### [SHORT PROBLEM 1]
In the excerpt on solving recurrences, which tool does the text recommend for nonlinear (Catalan-like) recurrences?

[start EXCERPT]

When solving a recurrence:

  1. restate what the sequence counts; write down the combinatorial definition of $a_n$.
  2. verify the initial conditions by computing $a_0, a_1, a_2$ from the combinatorial model directly.
  3. compute a few values from the recurrence as an independent cross-check.
  4. choose a method: characteristic roots for linear homogeneous with constant coefficients; generating functions for nonhomogeneous or when a product form is natural.
  5. confirm that the resulting formula matches the first computed values.
  6. analyze asymptotics: the dominant characteristic root determines exponential growth rate.
  7. treat the closed form as a conjecture you have tested until you prove it by induction against the recurrence.

Treat solving as model validation, not detached algebra.

Short decision procedure. If the recurrence is linear homogeneous with constant coefficients and small order, use characteristic roots -- faster, less bookkeeping. If the recurrence is nonhomogeneous, or if you suspect combinatorial structure you want to prove, use generating functions -- more scaffolding, but it carries combinatorial meaning through the derivation. If the recurrence is nonlinear (Catalan-like), generating functions plus functional equations (quadratic in $A(x)$) is your best tool.

Transfer / Where This Shows Up Later

  • Semester 2 algorithms: the Master Theorem for $T(n) = aT(n/b) + f(n)$ is a specialized solver drawing on the same asymptotic reasoning as dominant-root analysis. Akra-Bazzi generalizes it using Mellin transforms (a generating-function cousin).
  • Semester 3 data structures: amortized analyses via accounting and potential functions are recurrence solvers in disguise. Randomized data-structure depth bounds use probabilistic recurrence arguments.
  • Semester 4 databases: cost models for iterative query evaluation solve recurrences for convergence of recursive CTEs and fixed-point computations.
  • Semester 5 OS & 6 distributed systems: queueing steady-state solutions to M/M/1 use solving a linear recurrence in probabilities; consensus-round bounds (Paxos, Raft) use linear-recurrence growth-rate arguments.

[end EXCERPT]
[start RECORDS]

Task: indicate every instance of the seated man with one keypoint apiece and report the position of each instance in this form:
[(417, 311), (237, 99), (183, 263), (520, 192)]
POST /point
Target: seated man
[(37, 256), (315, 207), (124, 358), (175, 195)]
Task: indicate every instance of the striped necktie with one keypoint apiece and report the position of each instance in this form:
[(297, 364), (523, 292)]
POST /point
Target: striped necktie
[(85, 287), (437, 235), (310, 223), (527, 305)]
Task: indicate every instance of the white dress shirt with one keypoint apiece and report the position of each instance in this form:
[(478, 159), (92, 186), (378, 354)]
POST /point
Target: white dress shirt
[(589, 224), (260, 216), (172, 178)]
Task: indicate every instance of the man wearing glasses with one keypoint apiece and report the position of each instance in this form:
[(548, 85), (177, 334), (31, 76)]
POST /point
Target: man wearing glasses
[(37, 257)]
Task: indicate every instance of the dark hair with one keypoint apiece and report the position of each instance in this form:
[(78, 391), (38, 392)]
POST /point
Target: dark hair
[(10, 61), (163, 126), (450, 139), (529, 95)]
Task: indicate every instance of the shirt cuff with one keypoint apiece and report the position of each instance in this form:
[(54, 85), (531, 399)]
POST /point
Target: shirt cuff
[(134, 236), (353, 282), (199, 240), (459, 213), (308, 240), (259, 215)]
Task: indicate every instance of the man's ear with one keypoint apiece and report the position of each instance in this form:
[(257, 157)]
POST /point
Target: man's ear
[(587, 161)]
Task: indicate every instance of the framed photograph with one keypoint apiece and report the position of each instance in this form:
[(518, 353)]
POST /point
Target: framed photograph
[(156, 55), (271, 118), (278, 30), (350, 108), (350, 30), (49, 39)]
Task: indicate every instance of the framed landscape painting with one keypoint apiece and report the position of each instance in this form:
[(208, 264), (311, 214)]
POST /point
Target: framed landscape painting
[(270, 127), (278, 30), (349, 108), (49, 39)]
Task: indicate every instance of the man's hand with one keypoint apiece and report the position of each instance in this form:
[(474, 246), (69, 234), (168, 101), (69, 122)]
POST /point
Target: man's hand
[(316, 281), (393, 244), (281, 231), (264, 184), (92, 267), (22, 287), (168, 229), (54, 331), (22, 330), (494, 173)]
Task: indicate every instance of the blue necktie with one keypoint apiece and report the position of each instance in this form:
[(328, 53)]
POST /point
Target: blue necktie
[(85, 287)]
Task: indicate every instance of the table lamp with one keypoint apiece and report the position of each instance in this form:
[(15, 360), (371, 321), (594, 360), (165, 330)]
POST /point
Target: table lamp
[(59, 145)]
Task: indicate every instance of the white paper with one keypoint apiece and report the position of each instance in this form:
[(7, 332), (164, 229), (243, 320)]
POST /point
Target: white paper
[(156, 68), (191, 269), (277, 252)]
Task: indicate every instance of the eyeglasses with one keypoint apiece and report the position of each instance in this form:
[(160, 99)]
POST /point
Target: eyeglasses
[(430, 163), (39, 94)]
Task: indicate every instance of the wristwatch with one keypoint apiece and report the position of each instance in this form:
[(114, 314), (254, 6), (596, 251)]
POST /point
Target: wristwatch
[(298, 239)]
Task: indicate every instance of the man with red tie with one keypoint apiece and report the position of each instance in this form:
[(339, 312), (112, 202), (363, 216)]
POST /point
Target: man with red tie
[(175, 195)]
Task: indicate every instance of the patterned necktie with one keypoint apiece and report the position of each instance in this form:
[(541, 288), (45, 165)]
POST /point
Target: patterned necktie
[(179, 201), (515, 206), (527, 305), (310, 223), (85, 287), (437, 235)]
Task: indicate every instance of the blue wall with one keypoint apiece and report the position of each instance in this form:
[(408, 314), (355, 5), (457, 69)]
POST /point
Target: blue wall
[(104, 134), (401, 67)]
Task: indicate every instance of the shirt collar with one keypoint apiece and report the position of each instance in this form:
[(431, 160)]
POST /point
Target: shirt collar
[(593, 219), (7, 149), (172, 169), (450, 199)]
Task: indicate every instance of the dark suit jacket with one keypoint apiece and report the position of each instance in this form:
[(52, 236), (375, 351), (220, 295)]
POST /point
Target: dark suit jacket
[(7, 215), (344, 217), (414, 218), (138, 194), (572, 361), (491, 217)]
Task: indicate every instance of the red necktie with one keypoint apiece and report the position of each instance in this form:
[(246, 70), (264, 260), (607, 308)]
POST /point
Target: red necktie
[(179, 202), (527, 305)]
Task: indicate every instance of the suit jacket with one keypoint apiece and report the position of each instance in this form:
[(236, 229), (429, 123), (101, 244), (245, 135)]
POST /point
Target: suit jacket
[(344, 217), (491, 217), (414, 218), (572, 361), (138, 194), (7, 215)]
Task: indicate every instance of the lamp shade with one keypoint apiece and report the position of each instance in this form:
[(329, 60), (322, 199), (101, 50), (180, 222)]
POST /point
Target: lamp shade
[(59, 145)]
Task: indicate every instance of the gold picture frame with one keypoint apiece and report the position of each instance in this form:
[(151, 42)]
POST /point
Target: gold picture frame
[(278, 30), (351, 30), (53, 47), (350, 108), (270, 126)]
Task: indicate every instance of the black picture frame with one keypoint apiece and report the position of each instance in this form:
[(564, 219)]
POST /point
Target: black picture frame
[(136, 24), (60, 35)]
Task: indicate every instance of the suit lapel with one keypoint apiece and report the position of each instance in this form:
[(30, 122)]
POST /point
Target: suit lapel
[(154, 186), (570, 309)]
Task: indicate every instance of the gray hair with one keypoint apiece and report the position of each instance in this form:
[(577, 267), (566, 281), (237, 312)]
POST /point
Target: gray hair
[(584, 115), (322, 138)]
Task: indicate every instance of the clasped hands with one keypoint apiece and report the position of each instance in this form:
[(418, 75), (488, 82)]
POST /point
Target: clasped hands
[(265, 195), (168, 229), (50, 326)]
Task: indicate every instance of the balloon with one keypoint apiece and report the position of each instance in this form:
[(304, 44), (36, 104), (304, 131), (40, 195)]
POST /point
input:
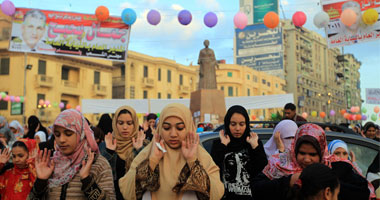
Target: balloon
[(128, 16), (376, 109), (41, 102), (240, 20), (153, 17), (332, 112), (370, 16), (348, 17), (322, 114), (210, 19), (304, 115), (102, 13), (8, 7), (321, 19), (364, 117), (299, 18), (184, 17), (364, 110), (271, 19), (373, 117)]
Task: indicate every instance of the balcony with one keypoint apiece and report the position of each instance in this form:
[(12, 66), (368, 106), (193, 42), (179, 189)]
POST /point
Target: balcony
[(100, 90), (184, 89), (148, 82), (44, 81)]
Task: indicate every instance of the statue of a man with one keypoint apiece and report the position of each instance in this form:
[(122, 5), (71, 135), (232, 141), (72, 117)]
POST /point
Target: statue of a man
[(207, 64)]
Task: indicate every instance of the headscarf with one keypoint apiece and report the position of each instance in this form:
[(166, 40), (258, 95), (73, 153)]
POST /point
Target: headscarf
[(124, 144), (66, 166), (337, 144), (287, 128), (285, 164), (172, 162), (237, 143), (41, 135)]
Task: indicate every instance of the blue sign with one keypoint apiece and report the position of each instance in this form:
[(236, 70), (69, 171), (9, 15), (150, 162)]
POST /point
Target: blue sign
[(262, 62), (256, 39)]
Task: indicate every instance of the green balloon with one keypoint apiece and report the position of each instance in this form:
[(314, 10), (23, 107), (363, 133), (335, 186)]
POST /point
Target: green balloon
[(373, 117), (364, 110)]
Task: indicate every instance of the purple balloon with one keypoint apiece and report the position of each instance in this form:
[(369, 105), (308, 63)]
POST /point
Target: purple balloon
[(210, 19), (154, 17), (184, 17), (8, 8), (364, 117)]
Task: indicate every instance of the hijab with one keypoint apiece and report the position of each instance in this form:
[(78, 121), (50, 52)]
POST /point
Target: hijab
[(172, 162), (287, 128), (67, 166), (237, 143), (285, 164)]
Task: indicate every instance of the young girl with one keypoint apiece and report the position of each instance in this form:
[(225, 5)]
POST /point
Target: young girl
[(76, 171), (17, 182)]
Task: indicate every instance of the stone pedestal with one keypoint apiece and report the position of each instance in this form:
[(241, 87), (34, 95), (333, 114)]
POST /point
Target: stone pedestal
[(208, 105)]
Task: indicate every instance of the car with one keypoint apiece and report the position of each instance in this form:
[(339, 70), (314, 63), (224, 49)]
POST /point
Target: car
[(364, 149)]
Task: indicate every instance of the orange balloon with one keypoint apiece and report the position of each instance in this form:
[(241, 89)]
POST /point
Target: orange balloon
[(271, 19), (322, 114), (102, 13)]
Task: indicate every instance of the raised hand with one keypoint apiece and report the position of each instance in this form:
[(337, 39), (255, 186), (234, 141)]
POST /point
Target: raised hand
[(110, 142), (190, 147), (86, 164), (138, 142), (253, 140), (224, 139), (5, 155), (280, 145), (44, 166)]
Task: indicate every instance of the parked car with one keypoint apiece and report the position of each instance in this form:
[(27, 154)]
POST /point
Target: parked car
[(364, 149)]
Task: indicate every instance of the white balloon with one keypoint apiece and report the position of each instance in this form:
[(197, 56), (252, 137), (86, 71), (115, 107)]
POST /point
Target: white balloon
[(321, 19)]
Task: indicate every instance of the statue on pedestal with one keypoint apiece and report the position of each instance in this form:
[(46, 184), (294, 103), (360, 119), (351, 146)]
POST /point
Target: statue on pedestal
[(207, 64)]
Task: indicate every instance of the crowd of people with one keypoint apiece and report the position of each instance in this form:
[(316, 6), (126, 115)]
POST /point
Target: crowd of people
[(162, 158)]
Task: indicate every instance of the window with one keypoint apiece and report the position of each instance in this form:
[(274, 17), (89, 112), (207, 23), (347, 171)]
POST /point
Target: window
[(145, 94), (41, 67), (180, 79), (4, 104), (4, 66), (230, 91), (41, 96), (96, 77), (65, 73), (169, 76), (145, 71)]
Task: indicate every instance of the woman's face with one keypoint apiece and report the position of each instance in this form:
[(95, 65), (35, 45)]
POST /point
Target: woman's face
[(66, 140), (237, 125), (19, 157), (341, 153), (173, 132), (125, 125), (307, 155)]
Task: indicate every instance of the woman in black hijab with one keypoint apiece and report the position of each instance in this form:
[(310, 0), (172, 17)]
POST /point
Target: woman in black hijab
[(34, 125), (239, 154)]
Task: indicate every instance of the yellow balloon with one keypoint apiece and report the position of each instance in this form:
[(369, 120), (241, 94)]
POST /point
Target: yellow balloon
[(370, 16)]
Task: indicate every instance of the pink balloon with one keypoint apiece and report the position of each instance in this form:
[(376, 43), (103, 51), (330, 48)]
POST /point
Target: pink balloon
[(299, 18), (240, 20)]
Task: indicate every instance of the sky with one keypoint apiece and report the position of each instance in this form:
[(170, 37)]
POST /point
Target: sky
[(171, 40)]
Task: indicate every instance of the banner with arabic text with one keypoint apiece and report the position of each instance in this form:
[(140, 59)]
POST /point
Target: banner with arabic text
[(340, 35), (69, 34)]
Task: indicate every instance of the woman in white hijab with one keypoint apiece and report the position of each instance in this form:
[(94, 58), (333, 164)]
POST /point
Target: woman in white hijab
[(281, 140)]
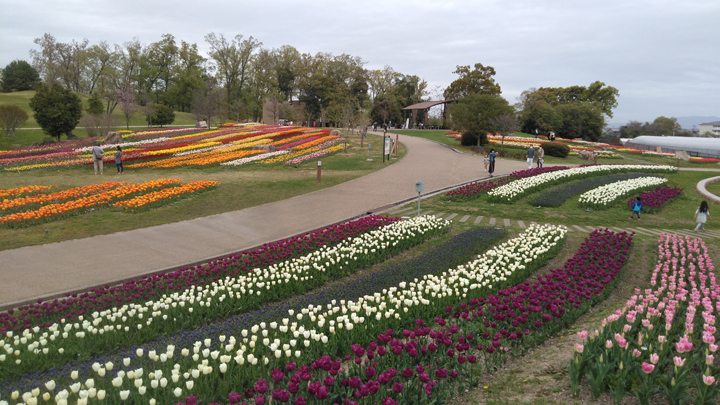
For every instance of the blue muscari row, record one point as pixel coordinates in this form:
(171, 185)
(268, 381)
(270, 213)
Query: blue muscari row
(451, 253)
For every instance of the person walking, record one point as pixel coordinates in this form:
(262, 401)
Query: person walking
(118, 160)
(97, 157)
(491, 156)
(701, 216)
(636, 207)
(530, 155)
(541, 156)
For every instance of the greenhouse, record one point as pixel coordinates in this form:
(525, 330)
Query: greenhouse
(702, 147)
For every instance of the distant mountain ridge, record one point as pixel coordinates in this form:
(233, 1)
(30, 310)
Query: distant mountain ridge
(685, 122)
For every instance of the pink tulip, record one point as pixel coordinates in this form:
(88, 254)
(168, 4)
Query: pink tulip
(708, 379)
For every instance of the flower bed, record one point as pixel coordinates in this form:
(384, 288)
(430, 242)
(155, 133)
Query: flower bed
(15, 192)
(604, 196)
(654, 200)
(130, 324)
(325, 149)
(174, 148)
(452, 252)
(519, 188)
(44, 314)
(557, 196)
(58, 196)
(476, 189)
(663, 341)
(162, 197)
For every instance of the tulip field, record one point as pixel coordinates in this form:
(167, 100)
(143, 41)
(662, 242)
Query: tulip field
(662, 343)
(174, 148)
(31, 205)
(378, 310)
(244, 329)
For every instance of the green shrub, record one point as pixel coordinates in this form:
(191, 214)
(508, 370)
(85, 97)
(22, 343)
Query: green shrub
(556, 149)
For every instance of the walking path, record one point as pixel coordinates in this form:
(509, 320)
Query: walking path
(51, 270)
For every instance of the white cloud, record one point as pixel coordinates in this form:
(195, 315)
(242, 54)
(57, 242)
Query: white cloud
(662, 55)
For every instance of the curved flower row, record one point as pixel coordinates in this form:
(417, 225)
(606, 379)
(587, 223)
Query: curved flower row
(664, 340)
(519, 188)
(604, 196)
(234, 362)
(475, 189)
(655, 199)
(165, 196)
(135, 323)
(53, 212)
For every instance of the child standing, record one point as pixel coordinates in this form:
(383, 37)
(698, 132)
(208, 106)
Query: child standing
(637, 206)
(701, 215)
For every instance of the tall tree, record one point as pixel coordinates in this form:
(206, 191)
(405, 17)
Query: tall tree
(56, 109)
(11, 118)
(479, 80)
(189, 76)
(18, 75)
(64, 63)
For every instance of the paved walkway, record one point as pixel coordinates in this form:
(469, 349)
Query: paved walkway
(50, 270)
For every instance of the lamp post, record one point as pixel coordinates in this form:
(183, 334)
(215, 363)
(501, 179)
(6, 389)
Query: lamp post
(419, 187)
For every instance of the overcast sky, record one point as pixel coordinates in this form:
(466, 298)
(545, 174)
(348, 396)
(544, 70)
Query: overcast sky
(663, 56)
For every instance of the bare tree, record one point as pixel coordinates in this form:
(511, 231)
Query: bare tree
(11, 118)
(205, 104)
(126, 100)
(504, 124)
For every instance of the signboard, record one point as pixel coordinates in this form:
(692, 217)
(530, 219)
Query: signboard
(681, 154)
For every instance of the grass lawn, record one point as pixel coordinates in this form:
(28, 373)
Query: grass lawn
(677, 215)
(239, 188)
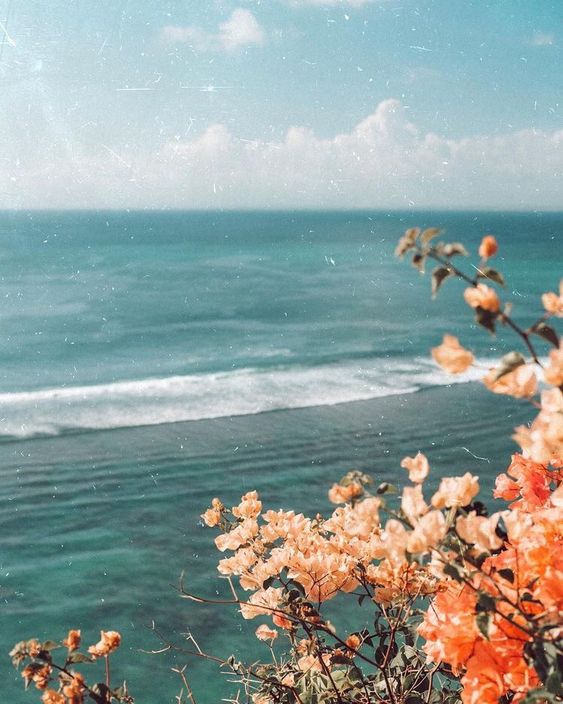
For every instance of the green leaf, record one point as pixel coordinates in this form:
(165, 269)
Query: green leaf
(418, 261)
(491, 274)
(452, 248)
(547, 332)
(439, 275)
(429, 234)
(485, 318)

[end RECORDS]

### [SHORT PROBLEM 2]
In the rows, rewrite the lines from the one containing "Task: indicate every instance of the blue wall" to the one containing "194), (7, 215)]", with "shirt collar" switched to "coat collar" and everything else unchanged. Return only those lines.

### [WRITTEN ANSWER 1]
Generating functions plus functional equations (quadratic in $A(x)$).

### [WRITTEN ANSWER 2]
Task: indicate every instance of the blue wall with one keypoint apiece and report the position of each instance in this form:
[(408, 314), (355, 5), (457, 69)]
POST /point
Target: blue wall
[(104, 134), (401, 67)]
Task: indicate every instance of the coat collar with one keypoint apiece and report the position of each instance in this form:
[(431, 160)]
POST /point
Target: coat collar
[(593, 219), (7, 149), (172, 169), (450, 199)]
Task: indicate every instance of the dark suit jacket with one keypoint apiece and report the position of each instance in this form:
[(52, 236), (375, 351), (220, 295)]
POST /point
Target: dark suit jacket
[(7, 215), (344, 217), (414, 218), (138, 194), (572, 361), (491, 217)]
Task: indicate every instance of the red necktie with one keypoint apiece and report the position of each instance in this form:
[(246, 70), (264, 260), (607, 308)]
POST /point
Target: red necktie
[(179, 202), (527, 305)]
Task: indicate every instance of the suit jacket with one keypoint apiece and report the position of each instance in this form:
[(236, 229), (429, 123), (101, 244), (245, 135)]
POST /point
Target: suit jacket
[(344, 217), (491, 217), (414, 218), (572, 361), (138, 194), (7, 215)]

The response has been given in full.